In a question-and-answer session about K-12 policy with The Nation, Jane Sanders also said that while wealthy philanthropists like Bill and Melinda Gates deserve to have some say in the conversation about public schools, the Chicago Teachers Union is ultimately on the money when it comes to charter schools and high-stakes testing. The union has been outspoken about its view that charters have a negative impact on traditional public schools, and that using tests to evaluate schools and teachers is bad policy.

“I think that some of them, like Bill and Melinda Gates, have very pure motives. They really want to help. I think that they should be part of the discussion. I really do. But we agree with the Chicago teachers,” Sanders told Nikhil Goyal in the interview, published April 28, when asked about the concept of “corporate education reform” backed by organizations like the Gates Foundation and the Broad Foundation created by Eli and Edythe Broad. (Both provide support to Education Week, which publishes edweek.org. EdWeek retains sole editorial control over its content.)

ENTRIES SUPPLIED>
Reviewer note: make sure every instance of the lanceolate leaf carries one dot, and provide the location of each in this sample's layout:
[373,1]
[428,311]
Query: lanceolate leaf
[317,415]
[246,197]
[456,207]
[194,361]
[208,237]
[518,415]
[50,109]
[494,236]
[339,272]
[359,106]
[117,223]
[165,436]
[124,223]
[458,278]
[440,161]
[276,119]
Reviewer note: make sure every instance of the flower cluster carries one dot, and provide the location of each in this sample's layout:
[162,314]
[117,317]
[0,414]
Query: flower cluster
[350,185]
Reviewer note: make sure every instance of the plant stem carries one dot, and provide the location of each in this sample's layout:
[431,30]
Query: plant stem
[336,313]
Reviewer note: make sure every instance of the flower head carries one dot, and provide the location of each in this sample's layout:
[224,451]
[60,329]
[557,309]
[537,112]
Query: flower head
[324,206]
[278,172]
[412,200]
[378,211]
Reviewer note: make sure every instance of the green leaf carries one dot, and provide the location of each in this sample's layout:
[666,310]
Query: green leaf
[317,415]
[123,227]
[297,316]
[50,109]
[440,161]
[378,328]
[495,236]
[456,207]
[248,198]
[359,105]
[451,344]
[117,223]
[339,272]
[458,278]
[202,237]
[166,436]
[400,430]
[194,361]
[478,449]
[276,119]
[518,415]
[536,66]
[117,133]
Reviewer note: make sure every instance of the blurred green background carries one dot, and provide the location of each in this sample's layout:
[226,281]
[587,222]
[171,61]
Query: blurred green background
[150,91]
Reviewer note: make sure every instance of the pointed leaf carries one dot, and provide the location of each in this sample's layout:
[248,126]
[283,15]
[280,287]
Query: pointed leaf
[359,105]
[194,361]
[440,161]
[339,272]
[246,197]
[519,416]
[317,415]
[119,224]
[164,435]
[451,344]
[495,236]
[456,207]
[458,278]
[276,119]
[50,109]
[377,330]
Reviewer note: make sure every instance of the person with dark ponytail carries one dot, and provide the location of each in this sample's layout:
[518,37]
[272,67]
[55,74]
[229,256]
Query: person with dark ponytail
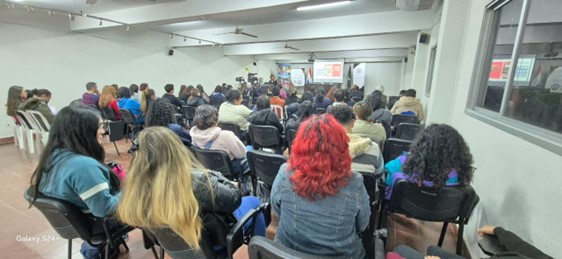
[39,102]
[320,101]
[72,168]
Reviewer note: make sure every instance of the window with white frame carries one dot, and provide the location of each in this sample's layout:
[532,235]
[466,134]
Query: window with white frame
[525,98]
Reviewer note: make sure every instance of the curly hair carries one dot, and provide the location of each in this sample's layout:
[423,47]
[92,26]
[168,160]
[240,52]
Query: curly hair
[320,158]
[160,113]
[437,151]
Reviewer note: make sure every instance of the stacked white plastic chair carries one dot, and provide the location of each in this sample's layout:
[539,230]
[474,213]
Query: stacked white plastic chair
[18,134]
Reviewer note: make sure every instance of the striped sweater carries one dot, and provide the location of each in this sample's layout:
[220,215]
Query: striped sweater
[80,180]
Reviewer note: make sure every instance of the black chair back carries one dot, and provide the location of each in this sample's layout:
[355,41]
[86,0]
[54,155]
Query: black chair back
[127,116]
[401,118]
[107,113]
[21,117]
[448,204]
[116,130]
[177,248]
[237,236]
[264,166]
[387,128]
[188,112]
[265,136]
[217,160]
[263,248]
[230,126]
[392,100]
[66,218]
[290,134]
[407,131]
[394,147]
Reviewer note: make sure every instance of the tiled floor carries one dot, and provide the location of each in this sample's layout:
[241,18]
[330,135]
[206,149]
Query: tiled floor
[18,223]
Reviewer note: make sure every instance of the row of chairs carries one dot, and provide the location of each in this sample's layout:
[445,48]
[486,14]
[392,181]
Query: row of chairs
[31,124]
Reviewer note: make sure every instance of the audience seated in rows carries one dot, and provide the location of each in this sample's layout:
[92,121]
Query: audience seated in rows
[207,135]
[438,157]
[380,113]
[162,113]
[516,248]
[409,103]
[234,111]
[167,187]
[39,102]
[195,100]
[264,115]
[108,103]
[170,97]
[322,205]
[90,97]
[125,102]
[365,128]
[365,154]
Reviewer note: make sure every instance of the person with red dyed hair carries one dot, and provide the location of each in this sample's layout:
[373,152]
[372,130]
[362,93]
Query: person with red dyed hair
[322,205]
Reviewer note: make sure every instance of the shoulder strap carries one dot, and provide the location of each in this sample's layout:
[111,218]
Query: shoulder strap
[209,144]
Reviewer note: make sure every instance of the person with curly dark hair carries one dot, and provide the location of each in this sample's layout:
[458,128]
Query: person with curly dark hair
[162,113]
[438,157]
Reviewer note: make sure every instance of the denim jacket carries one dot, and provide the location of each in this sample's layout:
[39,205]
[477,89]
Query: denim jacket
[328,226]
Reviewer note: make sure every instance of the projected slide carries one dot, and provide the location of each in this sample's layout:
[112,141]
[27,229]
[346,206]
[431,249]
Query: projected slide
[328,71]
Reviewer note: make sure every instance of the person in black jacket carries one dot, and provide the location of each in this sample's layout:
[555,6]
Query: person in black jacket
[170,97]
[516,247]
[264,115]
[195,99]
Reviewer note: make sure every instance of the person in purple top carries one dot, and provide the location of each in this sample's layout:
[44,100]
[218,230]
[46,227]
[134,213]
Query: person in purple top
[438,157]
[91,97]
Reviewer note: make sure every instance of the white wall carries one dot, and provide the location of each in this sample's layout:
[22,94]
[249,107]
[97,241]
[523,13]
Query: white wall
[517,181]
[387,74]
[64,62]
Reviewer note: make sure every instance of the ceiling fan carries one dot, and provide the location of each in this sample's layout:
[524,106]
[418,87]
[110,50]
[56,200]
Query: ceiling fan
[289,47]
[239,31]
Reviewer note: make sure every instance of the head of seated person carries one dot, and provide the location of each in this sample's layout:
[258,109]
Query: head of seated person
[262,103]
[438,157]
[234,97]
[162,167]
[319,182]
[160,113]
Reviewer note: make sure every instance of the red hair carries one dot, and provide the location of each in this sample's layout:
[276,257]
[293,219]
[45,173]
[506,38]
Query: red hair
[320,158]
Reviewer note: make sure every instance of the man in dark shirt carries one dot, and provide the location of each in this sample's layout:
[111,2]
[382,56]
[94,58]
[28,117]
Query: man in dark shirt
[170,97]
[91,97]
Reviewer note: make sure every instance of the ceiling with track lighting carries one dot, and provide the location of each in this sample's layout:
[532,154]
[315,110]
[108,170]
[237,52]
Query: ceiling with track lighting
[249,27]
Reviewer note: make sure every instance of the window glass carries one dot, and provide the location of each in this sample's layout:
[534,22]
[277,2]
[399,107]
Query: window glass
[499,65]
[536,92]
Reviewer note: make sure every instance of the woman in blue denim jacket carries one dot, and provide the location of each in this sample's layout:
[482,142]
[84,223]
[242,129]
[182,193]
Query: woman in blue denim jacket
[322,205]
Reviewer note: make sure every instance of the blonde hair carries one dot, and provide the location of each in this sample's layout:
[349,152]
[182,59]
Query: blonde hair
[146,94]
[158,189]
[107,95]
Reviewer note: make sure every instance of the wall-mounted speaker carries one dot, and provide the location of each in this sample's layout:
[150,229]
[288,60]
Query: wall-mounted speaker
[424,38]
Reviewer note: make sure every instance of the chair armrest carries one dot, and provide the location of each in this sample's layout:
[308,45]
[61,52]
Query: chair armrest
[490,245]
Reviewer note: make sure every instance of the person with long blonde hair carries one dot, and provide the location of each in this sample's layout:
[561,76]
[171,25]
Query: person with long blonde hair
[167,187]
[108,103]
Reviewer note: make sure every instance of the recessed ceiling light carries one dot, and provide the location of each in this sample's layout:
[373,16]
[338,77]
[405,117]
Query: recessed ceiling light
[320,6]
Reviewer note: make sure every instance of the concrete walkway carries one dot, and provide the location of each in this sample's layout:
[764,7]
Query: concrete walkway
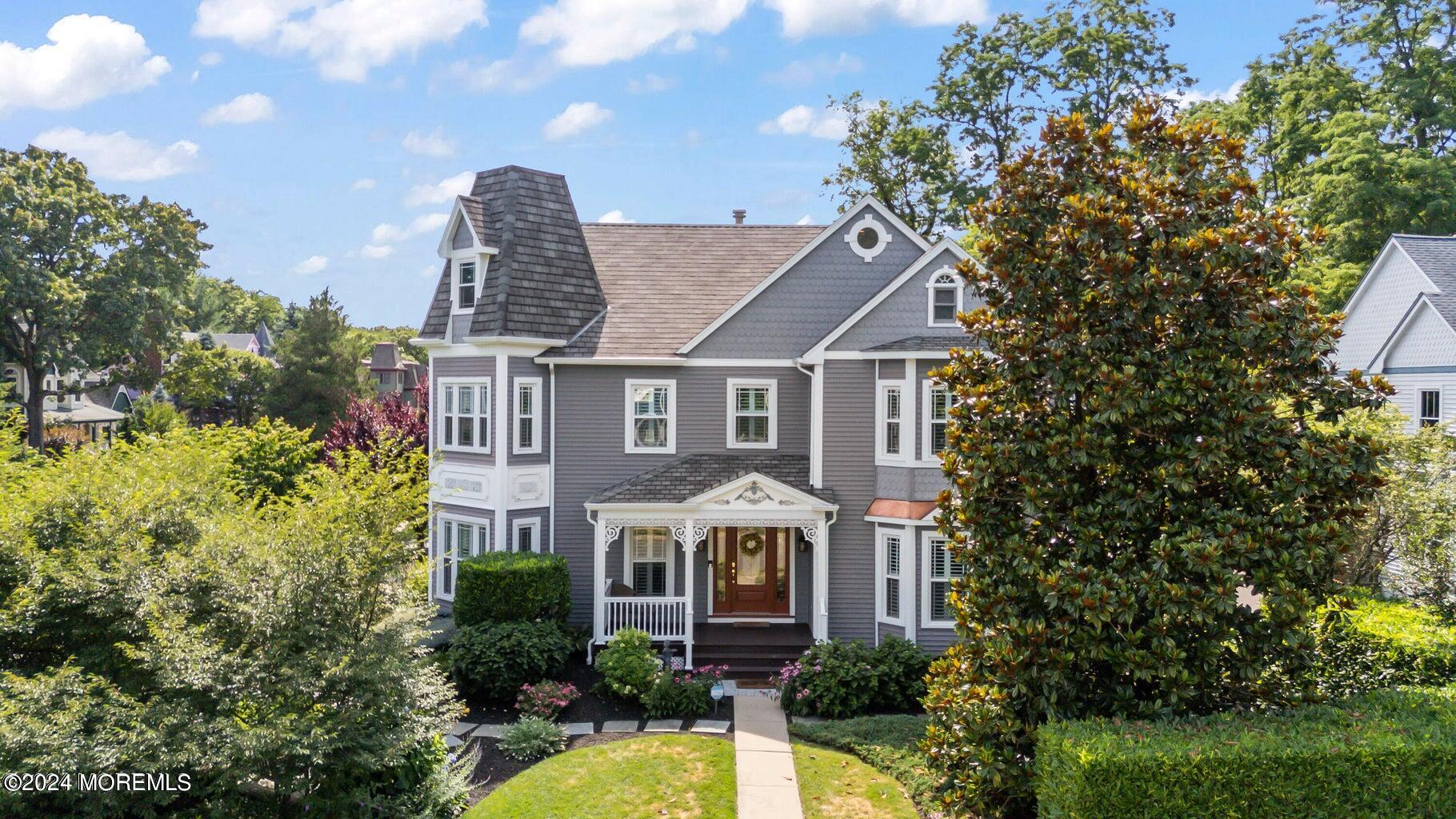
[768,785]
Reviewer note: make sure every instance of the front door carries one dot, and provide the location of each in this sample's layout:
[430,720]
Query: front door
[752,570]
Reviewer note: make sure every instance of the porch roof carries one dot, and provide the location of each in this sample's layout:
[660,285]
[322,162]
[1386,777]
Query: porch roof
[689,476]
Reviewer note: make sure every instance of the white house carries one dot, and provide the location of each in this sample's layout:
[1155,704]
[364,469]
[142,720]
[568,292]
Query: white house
[1401,323]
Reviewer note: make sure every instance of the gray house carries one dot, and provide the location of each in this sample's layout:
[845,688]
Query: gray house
[727,429]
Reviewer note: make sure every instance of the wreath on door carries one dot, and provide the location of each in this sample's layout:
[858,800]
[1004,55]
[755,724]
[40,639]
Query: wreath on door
[750,545]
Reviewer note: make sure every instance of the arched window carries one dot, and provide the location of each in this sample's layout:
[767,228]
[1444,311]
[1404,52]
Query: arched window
[942,298]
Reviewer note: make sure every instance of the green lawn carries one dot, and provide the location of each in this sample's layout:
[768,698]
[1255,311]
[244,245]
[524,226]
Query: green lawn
[653,777]
[839,786]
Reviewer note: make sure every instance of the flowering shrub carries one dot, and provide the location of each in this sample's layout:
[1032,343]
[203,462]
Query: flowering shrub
[833,680]
[545,700]
[682,693]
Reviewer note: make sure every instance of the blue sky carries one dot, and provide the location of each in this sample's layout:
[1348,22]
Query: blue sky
[321,140]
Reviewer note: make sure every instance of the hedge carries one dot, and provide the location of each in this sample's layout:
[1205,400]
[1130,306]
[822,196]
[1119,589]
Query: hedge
[1381,643]
[1385,754]
[501,586]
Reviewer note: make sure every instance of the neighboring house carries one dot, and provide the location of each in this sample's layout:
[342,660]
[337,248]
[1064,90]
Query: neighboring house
[1401,323]
[728,431]
[394,373]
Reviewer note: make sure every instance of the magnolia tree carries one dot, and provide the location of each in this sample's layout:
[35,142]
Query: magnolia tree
[1136,444]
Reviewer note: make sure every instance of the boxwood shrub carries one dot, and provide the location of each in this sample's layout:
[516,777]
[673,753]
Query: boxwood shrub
[501,586]
[1381,643]
[1385,754]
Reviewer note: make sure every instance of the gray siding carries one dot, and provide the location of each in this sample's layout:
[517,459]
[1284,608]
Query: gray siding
[903,313]
[810,300]
[849,472]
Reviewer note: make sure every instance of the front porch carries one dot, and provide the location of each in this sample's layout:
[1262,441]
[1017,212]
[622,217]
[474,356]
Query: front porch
[727,566]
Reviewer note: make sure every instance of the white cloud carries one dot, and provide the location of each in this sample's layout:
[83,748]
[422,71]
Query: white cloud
[310,265]
[816,70]
[804,18]
[578,118]
[826,124]
[120,154]
[431,144]
[651,83]
[241,111]
[89,57]
[346,38]
[443,191]
[594,32]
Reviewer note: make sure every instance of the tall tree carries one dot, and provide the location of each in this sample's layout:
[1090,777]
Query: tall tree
[319,367]
[88,280]
[1136,444]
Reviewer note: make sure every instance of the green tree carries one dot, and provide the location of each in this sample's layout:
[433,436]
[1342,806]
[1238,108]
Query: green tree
[1136,444]
[88,280]
[319,367]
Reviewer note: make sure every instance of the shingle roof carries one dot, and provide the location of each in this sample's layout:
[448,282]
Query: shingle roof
[664,282]
[689,476]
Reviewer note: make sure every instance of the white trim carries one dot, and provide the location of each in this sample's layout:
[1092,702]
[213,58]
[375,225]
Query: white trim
[882,238]
[482,410]
[534,524]
[925,581]
[733,386]
[534,383]
[832,230]
[630,445]
[820,351]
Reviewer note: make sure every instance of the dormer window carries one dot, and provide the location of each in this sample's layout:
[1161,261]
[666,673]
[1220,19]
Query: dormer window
[465,286]
[944,296]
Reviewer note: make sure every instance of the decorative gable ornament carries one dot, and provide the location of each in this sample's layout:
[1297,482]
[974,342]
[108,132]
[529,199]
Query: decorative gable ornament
[866,238]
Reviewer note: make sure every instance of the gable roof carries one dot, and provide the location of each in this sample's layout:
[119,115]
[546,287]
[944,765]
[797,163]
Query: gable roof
[664,282]
[541,284]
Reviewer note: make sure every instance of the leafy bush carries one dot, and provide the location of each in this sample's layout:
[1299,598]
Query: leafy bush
[887,742]
[500,586]
[832,680]
[497,658]
[900,668]
[1381,643]
[545,700]
[1386,754]
[628,664]
[532,738]
[682,693]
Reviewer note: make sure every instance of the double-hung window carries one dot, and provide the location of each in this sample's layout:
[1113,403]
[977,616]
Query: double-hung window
[752,413]
[527,417]
[1430,406]
[646,561]
[941,570]
[650,410]
[465,415]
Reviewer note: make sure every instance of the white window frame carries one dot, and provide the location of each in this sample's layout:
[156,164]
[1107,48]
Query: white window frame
[930,541]
[482,410]
[670,584]
[630,447]
[534,524]
[928,387]
[882,573]
[906,454]
[946,278]
[534,385]
[772,385]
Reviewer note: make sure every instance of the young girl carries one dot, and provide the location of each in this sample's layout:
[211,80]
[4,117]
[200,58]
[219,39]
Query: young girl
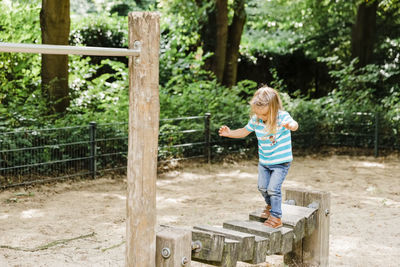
[272,126]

SHORT TASK A> Translate this sentence from the K-12 policy excerpt into Spanish: "The union has been outspoken about its view that charters have a negative impact on traditional public schools, and that using tests to evaluate schools and teachers is bad policy."
SHORT TASK B> Restate the stretch of the K-12 policy excerpt from "In a question-and-answer" through "is bad policy.", renaming "philanthropists" as "donors".
The material is separate from the K-12 policy excerpt.

EXERCISE ANSWER A> El sindicato ha expresado abiertamente su opinión de que las escuelas chárter tienen un impacto negativo en las escuelas públicas tradicionales y de que usar exámenes para evaluar a las escuelas y a los maestros es una mala política.

EXERCISE ANSWER B>
In a question-and-answer session about K-12 policy with The Nation, Jane Sanders also said that while wealthy donors like Bill and Melinda Gates deserve to have some say in the conversation about public schools, the Chicago Teachers Union is ultimately on the money when it comes to charter schools and high-stakes testing. The union has been outspoken about its view that charters have a negative impact on traditional public schools, and that using tests to evaluate schools and teachers is bad policy.